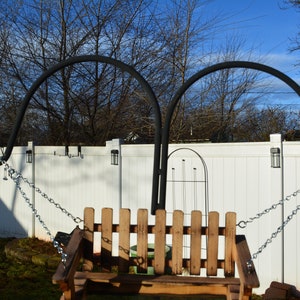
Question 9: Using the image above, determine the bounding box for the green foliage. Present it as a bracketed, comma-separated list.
[0, 239, 61, 300]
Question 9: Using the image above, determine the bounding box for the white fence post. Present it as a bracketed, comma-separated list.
[270, 133, 284, 282]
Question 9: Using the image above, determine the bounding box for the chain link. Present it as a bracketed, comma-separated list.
[237, 190, 300, 260]
[1, 161, 83, 224]
[237, 190, 300, 229]
[252, 205, 300, 259]
[0, 160, 83, 266]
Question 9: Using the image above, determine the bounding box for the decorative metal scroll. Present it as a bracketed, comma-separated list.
[0, 55, 300, 214]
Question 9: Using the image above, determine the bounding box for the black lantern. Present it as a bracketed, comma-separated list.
[110, 149, 119, 166]
[26, 150, 32, 164]
[270, 147, 280, 168]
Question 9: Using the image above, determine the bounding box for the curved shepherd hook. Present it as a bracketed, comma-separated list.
[152, 61, 300, 213]
[0, 55, 161, 209]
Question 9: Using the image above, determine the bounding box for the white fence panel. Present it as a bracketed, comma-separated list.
[0, 138, 300, 293]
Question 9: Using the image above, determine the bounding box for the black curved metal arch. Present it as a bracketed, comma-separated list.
[0, 55, 162, 206]
[156, 61, 300, 213]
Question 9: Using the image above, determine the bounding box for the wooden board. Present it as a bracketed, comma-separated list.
[119, 208, 130, 273]
[137, 209, 148, 273]
[190, 210, 202, 275]
[224, 212, 236, 277]
[206, 211, 219, 276]
[101, 208, 113, 271]
[172, 210, 184, 274]
[154, 209, 166, 274]
[82, 207, 95, 271]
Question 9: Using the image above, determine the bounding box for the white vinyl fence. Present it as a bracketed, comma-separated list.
[0, 134, 300, 293]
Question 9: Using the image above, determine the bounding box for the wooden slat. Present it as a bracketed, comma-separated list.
[137, 209, 148, 273]
[206, 211, 219, 276]
[154, 209, 166, 274]
[101, 208, 113, 271]
[235, 235, 259, 290]
[172, 210, 184, 274]
[190, 210, 202, 275]
[119, 208, 130, 273]
[82, 207, 95, 271]
[224, 212, 236, 277]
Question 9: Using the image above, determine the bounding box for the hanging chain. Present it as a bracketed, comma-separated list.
[252, 205, 300, 259]
[2, 162, 83, 224]
[237, 190, 300, 264]
[237, 190, 300, 229]
[0, 161, 83, 266]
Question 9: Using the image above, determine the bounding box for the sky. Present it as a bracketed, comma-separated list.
[208, 0, 300, 79]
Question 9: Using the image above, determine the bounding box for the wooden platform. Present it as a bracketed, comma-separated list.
[53, 208, 259, 300]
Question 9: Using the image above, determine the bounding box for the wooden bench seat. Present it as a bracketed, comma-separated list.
[53, 208, 259, 300]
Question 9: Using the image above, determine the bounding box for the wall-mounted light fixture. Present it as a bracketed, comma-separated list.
[270, 147, 280, 168]
[110, 149, 119, 166]
[26, 150, 32, 164]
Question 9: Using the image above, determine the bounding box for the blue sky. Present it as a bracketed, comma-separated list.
[208, 0, 300, 78]
[207, 0, 300, 106]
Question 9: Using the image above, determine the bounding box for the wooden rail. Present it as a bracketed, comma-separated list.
[53, 208, 259, 300]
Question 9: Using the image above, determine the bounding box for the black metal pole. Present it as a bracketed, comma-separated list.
[0, 55, 162, 216]
[155, 61, 300, 209]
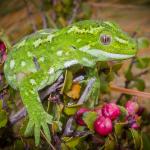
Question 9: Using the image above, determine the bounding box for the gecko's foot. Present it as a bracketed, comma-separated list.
[25, 111, 53, 146]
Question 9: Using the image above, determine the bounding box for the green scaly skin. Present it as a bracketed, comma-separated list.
[4, 20, 136, 145]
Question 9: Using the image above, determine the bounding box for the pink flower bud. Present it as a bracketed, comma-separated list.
[94, 107, 102, 117]
[94, 116, 113, 136]
[131, 122, 140, 130]
[75, 108, 89, 126]
[102, 103, 120, 120]
[125, 101, 139, 115]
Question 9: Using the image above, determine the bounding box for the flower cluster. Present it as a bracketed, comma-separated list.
[75, 101, 139, 136]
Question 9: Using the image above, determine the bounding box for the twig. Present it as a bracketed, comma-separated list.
[63, 116, 74, 136]
[110, 85, 150, 98]
[77, 78, 96, 104]
[23, 0, 37, 32]
[116, 57, 135, 104]
[88, 2, 144, 9]
[134, 69, 150, 78]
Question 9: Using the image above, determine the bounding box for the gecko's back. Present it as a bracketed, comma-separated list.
[4, 29, 56, 89]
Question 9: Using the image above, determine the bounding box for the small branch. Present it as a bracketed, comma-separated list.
[134, 69, 150, 78]
[110, 85, 150, 98]
[77, 78, 96, 104]
[63, 116, 74, 136]
[68, 0, 80, 25]
[23, 0, 37, 32]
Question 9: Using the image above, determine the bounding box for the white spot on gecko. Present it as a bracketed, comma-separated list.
[48, 68, 54, 74]
[17, 40, 26, 48]
[33, 39, 42, 47]
[115, 37, 128, 44]
[27, 51, 33, 57]
[21, 61, 26, 67]
[82, 57, 93, 65]
[79, 45, 90, 51]
[57, 51, 63, 56]
[10, 59, 15, 69]
[39, 56, 45, 62]
[64, 59, 78, 68]
[47, 34, 55, 42]
[30, 79, 36, 85]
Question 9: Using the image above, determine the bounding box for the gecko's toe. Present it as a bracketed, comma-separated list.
[34, 123, 40, 146]
[42, 122, 51, 141]
[24, 120, 34, 136]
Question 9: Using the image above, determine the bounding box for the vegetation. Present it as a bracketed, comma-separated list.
[0, 0, 150, 150]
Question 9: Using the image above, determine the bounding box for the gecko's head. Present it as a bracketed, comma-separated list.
[68, 21, 137, 61]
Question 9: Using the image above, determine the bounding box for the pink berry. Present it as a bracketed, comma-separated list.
[94, 107, 102, 117]
[102, 103, 120, 120]
[131, 122, 139, 130]
[125, 101, 139, 115]
[94, 116, 113, 136]
[0, 41, 6, 52]
[75, 108, 89, 126]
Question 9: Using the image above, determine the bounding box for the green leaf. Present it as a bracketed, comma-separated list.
[0, 110, 7, 128]
[64, 104, 81, 115]
[63, 137, 81, 148]
[112, 63, 122, 73]
[133, 78, 145, 91]
[137, 37, 150, 49]
[130, 129, 142, 150]
[135, 57, 150, 69]
[83, 111, 97, 131]
[104, 137, 116, 150]
[61, 70, 73, 93]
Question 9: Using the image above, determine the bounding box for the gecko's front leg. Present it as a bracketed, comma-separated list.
[19, 71, 60, 146]
[87, 66, 100, 108]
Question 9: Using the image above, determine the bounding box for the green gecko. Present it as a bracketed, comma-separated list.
[4, 20, 137, 145]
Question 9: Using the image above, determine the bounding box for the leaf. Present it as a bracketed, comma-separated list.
[104, 137, 116, 150]
[63, 137, 81, 148]
[133, 78, 145, 91]
[67, 83, 81, 99]
[0, 110, 8, 128]
[82, 111, 97, 131]
[137, 37, 150, 49]
[135, 57, 150, 69]
[64, 104, 81, 115]
[61, 70, 73, 94]
[129, 129, 142, 150]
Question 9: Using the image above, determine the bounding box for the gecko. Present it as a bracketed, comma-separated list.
[4, 20, 137, 146]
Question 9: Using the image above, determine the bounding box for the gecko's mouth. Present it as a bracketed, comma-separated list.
[79, 49, 134, 60]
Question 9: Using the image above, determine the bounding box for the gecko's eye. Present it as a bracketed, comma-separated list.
[100, 34, 111, 45]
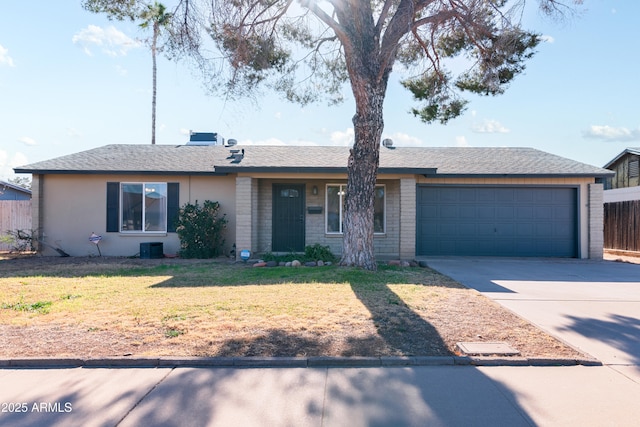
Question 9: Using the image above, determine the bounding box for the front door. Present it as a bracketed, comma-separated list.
[271, 184, 305, 252]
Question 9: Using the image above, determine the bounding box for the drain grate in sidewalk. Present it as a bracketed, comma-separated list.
[457, 342, 520, 356]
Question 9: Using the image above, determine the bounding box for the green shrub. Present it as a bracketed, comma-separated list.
[304, 243, 336, 262]
[260, 243, 337, 262]
[0, 230, 38, 252]
[176, 200, 228, 258]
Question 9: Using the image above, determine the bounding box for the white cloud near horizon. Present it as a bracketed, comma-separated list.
[456, 136, 470, 147]
[582, 125, 640, 142]
[0, 44, 16, 67]
[471, 120, 510, 133]
[71, 25, 141, 57]
[18, 136, 38, 147]
[540, 34, 556, 43]
[330, 128, 355, 146]
[382, 132, 423, 147]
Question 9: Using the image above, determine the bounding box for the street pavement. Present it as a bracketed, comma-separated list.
[0, 366, 640, 427]
[0, 258, 640, 427]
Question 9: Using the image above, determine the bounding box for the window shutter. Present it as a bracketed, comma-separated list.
[107, 182, 120, 233]
[167, 182, 180, 233]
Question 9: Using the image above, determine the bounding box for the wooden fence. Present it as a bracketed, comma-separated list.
[0, 200, 31, 251]
[604, 200, 640, 251]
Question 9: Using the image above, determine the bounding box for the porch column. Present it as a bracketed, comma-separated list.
[236, 176, 257, 260]
[400, 178, 416, 259]
[589, 184, 604, 259]
[31, 174, 44, 253]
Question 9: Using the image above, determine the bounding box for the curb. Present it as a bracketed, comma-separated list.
[0, 356, 602, 369]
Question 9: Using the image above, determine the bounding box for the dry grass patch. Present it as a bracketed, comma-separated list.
[0, 257, 580, 357]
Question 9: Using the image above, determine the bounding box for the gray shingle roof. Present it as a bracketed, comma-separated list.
[15, 144, 612, 177]
[604, 147, 640, 169]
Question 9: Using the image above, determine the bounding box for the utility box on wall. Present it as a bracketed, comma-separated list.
[140, 242, 164, 259]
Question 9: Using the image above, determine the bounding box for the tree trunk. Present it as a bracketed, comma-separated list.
[340, 84, 386, 270]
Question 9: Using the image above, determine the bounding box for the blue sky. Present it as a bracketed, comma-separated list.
[0, 0, 640, 179]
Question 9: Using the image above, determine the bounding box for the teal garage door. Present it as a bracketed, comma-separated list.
[416, 185, 578, 257]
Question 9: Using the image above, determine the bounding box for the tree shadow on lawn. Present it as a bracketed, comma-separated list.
[208, 284, 452, 357]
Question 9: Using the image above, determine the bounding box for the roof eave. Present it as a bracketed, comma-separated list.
[216, 166, 437, 175]
[13, 168, 227, 176]
[425, 172, 615, 178]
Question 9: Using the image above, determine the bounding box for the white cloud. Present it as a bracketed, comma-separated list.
[67, 128, 82, 138]
[329, 128, 355, 146]
[0, 150, 29, 179]
[472, 120, 509, 133]
[18, 136, 38, 146]
[115, 65, 128, 77]
[71, 25, 141, 56]
[582, 125, 640, 142]
[0, 44, 16, 67]
[456, 136, 470, 147]
[382, 132, 422, 147]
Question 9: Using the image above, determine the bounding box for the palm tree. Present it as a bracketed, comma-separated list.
[140, 2, 173, 144]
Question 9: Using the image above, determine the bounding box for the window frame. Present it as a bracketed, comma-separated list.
[324, 183, 387, 236]
[118, 181, 169, 234]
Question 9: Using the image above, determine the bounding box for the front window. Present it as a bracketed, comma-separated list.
[325, 184, 386, 234]
[120, 182, 167, 233]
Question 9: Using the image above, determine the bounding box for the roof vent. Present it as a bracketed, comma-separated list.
[187, 132, 224, 145]
[382, 138, 396, 150]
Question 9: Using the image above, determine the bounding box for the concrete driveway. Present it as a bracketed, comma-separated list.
[423, 257, 640, 372]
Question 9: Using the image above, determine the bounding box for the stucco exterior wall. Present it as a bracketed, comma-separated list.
[33, 175, 236, 256]
[256, 178, 400, 258]
[418, 177, 602, 259]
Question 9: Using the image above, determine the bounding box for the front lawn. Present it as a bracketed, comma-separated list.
[0, 257, 577, 357]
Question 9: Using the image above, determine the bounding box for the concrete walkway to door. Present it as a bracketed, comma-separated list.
[421, 257, 640, 382]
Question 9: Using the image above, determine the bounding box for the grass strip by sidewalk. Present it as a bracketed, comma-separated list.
[0, 259, 584, 357]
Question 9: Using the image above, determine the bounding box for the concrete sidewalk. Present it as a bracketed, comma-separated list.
[425, 257, 640, 372]
[0, 366, 640, 427]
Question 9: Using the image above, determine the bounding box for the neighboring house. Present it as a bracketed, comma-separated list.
[603, 148, 640, 252]
[0, 181, 31, 200]
[15, 145, 611, 259]
[604, 148, 640, 190]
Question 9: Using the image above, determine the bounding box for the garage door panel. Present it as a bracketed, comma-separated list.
[496, 206, 515, 221]
[416, 186, 577, 257]
[476, 206, 496, 221]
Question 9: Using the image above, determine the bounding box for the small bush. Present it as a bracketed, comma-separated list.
[304, 243, 336, 262]
[260, 243, 337, 262]
[0, 230, 38, 252]
[176, 200, 228, 258]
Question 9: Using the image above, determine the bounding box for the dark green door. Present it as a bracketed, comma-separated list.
[271, 184, 305, 252]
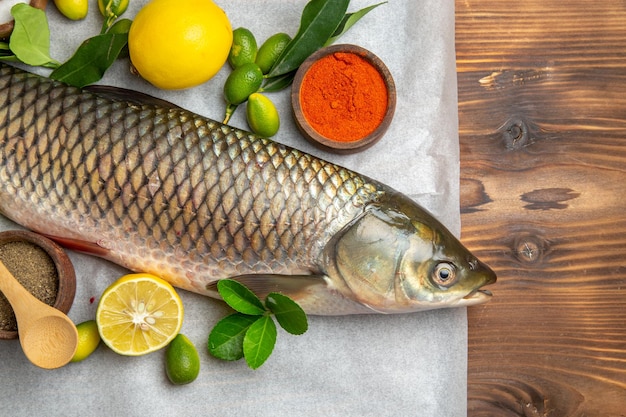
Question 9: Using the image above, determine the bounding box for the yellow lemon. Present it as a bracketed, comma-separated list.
[54, 0, 89, 20]
[96, 273, 184, 356]
[128, 0, 233, 90]
[72, 320, 100, 362]
[165, 333, 200, 385]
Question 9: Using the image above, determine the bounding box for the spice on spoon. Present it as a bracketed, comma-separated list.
[0, 241, 59, 331]
[300, 52, 389, 142]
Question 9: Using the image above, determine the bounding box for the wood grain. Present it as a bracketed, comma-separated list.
[456, 0, 626, 417]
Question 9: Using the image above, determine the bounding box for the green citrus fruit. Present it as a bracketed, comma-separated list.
[54, 0, 89, 20]
[224, 62, 263, 105]
[255, 33, 291, 74]
[165, 333, 200, 385]
[228, 28, 258, 68]
[72, 320, 100, 362]
[246, 93, 280, 138]
[98, 0, 128, 17]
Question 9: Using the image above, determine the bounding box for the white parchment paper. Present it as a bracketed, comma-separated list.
[0, 0, 467, 417]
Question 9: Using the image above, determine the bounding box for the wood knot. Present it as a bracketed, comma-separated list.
[513, 234, 549, 264]
[500, 117, 533, 150]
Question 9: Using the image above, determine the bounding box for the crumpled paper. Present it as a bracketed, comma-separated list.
[0, 0, 460, 417]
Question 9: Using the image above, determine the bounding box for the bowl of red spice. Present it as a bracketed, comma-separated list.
[291, 44, 396, 154]
[0, 230, 76, 339]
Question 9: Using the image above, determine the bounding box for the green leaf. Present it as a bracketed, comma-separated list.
[324, 1, 387, 46]
[9, 3, 59, 67]
[265, 292, 309, 335]
[217, 279, 267, 316]
[50, 33, 128, 87]
[268, 0, 350, 77]
[243, 316, 276, 369]
[208, 313, 258, 361]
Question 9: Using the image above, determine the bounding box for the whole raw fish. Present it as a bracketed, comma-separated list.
[0, 65, 496, 314]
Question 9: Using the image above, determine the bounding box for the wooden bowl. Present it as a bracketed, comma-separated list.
[291, 44, 396, 154]
[0, 0, 48, 39]
[0, 230, 76, 339]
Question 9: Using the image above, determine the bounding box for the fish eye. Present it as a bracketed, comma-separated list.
[432, 262, 456, 288]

* WHAT IS REQUIRED
Write out exactly the lines of the entries above that run from the line containing "lemon. Present it as a bracketed, comma-separated list." through the last line, including both.

* CORRECT RESULT
Question 9: Using the image above, determine the bounding box for the yellow lemon. Present it as a bracketed, comma-separated list.
[54, 0, 89, 20]
[96, 273, 184, 356]
[128, 0, 233, 90]
[72, 320, 100, 362]
[165, 333, 200, 385]
Question 9: Using the image above, determine the bounding box for the spice on spoon. Present it as a bracketed, comma-separated list.
[0, 241, 59, 331]
[300, 52, 389, 142]
Question 9: Using the image above, determine the bounding box for the wood grain. Present it as a bracketed, comma-separated list.
[456, 0, 626, 417]
Question 9: Using the image above, determine the bounding box for the green citrus fruit. Present it as a bracketed, comma-separated list.
[54, 0, 89, 20]
[224, 62, 263, 105]
[255, 33, 291, 74]
[165, 333, 200, 385]
[228, 28, 258, 68]
[72, 320, 100, 362]
[246, 93, 280, 138]
[98, 0, 128, 17]
Question 9: Using the image above, determine the bounding box for the white parchment paper. Present it as a bracketed, comma-separated list.
[0, 0, 467, 417]
Question 9: Using the image above, determine the bounding box for the wood knot. Present it as a bracketed, comma-separated list.
[513, 234, 549, 264]
[500, 117, 533, 150]
Question 9: Using the image above, determine the bounding box for the crumpled paper. Present it as a bracketed, comma-separated list.
[0, 0, 460, 417]
Question 9: Using the image above, determine the bounding box for the bowl of red spice. Present it as a bracketed, comma-separated list.
[291, 44, 396, 154]
[0, 230, 76, 339]
Question 9: Using the image above, determine the bounding box for the green leaf. Present it as a bracketed, comma-separated list.
[324, 1, 387, 46]
[9, 3, 59, 67]
[265, 292, 309, 335]
[217, 279, 267, 316]
[50, 33, 128, 87]
[268, 0, 350, 77]
[243, 316, 276, 369]
[208, 313, 258, 361]
Question 9: Using the image above, determine the bounding box for the whole raw fish. Present it as a bracketed, comma-separated list.
[0, 65, 496, 314]
Question 9: Using the image above, determine the bounding box for the wooden bowl. Present it as a bracketed, comma-separated list.
[291, 44, 396, 154]
[0, 0, 48, 39]
[0, 230, 76, 339]
Question 9: Using the image above, determine the bounding box for the fish eye. Present it as a bracketed, comma-separated list.
[432, 262, 456, 288]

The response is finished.